Each line from the one holding "Each instance receives one point. Mark the white n95" to the end of the data below must be output verbatim, with no other lines.

---- Data to examine

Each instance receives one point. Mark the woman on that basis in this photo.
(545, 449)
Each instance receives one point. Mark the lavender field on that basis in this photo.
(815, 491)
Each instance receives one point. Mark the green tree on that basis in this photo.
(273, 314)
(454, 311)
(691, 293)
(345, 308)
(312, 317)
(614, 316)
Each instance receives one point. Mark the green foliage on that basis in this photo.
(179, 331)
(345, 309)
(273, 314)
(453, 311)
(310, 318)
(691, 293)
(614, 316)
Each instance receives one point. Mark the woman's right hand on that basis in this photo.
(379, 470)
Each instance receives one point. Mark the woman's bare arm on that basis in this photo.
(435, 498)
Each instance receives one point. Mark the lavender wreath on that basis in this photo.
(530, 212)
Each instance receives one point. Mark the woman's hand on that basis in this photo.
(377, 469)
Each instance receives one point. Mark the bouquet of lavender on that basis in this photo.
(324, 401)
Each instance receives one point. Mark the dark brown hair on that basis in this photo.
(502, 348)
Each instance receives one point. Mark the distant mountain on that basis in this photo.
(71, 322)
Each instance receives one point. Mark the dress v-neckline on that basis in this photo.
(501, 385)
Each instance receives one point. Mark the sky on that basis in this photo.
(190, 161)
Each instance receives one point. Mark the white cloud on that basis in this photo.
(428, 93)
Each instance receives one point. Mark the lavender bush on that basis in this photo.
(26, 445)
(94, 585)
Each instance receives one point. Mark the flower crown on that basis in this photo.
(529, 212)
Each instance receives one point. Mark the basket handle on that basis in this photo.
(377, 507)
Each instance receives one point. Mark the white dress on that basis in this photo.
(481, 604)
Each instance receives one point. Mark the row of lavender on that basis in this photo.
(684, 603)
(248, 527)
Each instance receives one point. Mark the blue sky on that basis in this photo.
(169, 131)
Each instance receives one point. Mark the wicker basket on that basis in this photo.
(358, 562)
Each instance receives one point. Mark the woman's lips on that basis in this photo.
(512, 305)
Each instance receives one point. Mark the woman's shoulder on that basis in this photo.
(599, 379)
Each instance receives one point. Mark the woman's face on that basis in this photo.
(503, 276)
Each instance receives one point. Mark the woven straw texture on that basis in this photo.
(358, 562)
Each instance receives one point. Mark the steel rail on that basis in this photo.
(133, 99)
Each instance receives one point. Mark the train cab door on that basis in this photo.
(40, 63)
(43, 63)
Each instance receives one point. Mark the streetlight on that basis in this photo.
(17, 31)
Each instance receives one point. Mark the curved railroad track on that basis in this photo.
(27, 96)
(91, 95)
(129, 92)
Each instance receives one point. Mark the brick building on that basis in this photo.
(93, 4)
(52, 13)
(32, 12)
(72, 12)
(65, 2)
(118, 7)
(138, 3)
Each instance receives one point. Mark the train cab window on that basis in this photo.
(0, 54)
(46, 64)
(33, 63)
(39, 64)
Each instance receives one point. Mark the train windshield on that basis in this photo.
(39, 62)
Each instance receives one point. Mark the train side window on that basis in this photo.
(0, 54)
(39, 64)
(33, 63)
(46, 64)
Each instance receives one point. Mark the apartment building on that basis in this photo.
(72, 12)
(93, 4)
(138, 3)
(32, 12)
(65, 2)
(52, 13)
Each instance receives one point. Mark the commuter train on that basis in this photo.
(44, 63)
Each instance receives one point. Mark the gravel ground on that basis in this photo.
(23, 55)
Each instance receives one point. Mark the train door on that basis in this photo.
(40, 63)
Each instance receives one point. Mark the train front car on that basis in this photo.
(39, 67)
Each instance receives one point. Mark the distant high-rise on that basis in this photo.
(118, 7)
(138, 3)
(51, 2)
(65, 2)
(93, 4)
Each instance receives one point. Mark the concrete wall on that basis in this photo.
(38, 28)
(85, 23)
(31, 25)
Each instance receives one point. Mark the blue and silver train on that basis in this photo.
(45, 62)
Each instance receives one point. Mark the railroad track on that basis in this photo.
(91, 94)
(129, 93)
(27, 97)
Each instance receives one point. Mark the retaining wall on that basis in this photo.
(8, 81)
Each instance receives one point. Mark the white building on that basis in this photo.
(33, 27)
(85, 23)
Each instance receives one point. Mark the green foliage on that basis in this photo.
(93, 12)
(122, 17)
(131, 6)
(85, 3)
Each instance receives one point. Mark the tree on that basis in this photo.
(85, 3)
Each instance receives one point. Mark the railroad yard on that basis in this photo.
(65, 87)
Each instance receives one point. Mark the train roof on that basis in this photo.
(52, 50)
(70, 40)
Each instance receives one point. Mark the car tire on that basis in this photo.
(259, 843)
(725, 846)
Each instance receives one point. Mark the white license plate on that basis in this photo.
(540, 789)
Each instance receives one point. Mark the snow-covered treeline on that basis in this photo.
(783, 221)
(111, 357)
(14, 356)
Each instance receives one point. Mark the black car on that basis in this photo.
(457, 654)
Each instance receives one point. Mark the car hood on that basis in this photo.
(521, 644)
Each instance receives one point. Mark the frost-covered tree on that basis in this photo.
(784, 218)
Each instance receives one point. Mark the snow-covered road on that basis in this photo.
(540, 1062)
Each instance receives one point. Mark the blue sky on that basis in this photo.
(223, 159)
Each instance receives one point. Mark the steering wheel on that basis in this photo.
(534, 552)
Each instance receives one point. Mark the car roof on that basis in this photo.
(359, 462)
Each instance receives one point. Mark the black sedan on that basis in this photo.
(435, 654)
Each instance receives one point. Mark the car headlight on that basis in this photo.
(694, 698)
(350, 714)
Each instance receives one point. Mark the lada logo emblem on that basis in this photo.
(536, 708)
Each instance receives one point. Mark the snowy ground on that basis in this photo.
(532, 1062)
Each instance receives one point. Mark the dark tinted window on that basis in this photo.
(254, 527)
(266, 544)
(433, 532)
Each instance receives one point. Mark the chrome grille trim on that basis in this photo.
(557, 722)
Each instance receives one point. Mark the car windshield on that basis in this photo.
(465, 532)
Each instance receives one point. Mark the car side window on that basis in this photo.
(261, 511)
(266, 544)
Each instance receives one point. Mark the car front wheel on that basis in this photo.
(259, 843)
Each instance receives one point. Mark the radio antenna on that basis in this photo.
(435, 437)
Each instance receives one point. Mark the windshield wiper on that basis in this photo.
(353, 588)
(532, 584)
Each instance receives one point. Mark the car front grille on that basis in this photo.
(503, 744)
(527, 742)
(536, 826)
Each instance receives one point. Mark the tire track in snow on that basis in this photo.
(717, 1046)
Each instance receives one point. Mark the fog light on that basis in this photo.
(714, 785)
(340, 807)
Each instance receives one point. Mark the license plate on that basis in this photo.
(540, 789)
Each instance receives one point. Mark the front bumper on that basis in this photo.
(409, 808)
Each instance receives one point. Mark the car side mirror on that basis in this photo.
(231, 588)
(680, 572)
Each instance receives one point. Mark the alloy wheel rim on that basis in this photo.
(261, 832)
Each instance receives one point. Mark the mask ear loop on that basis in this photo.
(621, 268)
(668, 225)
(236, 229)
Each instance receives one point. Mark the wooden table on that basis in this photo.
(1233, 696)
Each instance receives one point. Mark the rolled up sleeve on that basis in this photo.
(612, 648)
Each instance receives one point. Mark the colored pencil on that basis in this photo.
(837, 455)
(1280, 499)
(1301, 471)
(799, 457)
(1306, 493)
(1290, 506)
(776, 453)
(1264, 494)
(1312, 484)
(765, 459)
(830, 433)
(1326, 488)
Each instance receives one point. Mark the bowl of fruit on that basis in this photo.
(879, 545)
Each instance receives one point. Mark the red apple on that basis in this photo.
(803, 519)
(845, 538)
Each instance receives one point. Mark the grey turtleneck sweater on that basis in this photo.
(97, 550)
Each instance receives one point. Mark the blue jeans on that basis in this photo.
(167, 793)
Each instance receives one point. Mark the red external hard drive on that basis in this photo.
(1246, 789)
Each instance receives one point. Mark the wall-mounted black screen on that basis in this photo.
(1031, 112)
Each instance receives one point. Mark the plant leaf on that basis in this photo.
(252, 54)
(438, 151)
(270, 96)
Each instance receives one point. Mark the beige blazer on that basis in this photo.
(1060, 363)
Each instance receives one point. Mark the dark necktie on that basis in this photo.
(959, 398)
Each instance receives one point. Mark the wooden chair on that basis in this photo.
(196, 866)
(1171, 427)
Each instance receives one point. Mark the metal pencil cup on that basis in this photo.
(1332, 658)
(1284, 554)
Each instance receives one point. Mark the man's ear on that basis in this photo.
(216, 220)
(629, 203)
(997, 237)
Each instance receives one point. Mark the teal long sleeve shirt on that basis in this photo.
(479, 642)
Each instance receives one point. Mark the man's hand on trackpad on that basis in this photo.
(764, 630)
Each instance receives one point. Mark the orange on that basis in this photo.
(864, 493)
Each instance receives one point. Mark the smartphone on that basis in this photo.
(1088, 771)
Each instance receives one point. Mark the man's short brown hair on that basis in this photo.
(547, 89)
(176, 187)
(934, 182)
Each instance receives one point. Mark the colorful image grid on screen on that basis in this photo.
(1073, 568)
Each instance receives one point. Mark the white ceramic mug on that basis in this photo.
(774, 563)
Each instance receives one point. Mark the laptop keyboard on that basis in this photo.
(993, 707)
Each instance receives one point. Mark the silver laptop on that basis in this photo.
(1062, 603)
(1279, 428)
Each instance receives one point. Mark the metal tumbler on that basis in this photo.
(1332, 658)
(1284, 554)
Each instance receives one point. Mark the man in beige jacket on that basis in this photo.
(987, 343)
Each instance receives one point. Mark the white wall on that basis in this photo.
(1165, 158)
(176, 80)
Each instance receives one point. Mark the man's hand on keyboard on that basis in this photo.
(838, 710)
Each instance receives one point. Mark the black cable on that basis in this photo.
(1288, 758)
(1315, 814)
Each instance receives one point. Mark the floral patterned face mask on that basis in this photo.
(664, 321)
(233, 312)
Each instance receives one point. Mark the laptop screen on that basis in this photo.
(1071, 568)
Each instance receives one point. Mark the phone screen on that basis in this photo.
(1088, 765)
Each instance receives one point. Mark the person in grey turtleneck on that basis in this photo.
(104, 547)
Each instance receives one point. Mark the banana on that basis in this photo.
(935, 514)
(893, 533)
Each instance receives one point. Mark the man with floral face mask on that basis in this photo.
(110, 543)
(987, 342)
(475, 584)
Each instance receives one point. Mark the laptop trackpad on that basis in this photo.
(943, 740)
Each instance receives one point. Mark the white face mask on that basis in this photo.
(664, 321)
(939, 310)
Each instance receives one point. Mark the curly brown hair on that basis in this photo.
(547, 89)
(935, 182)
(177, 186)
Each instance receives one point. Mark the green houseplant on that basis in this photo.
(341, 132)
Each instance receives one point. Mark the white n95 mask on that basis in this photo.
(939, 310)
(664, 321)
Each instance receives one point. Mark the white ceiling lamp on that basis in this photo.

--------

Expected output.
Each instance receives one point. Mark the white n95 mask on that basis in this photo.
(939, 310)
(664, 321)
Each instance receives one point. Mark the white ceiling lamp on that basis in this photo.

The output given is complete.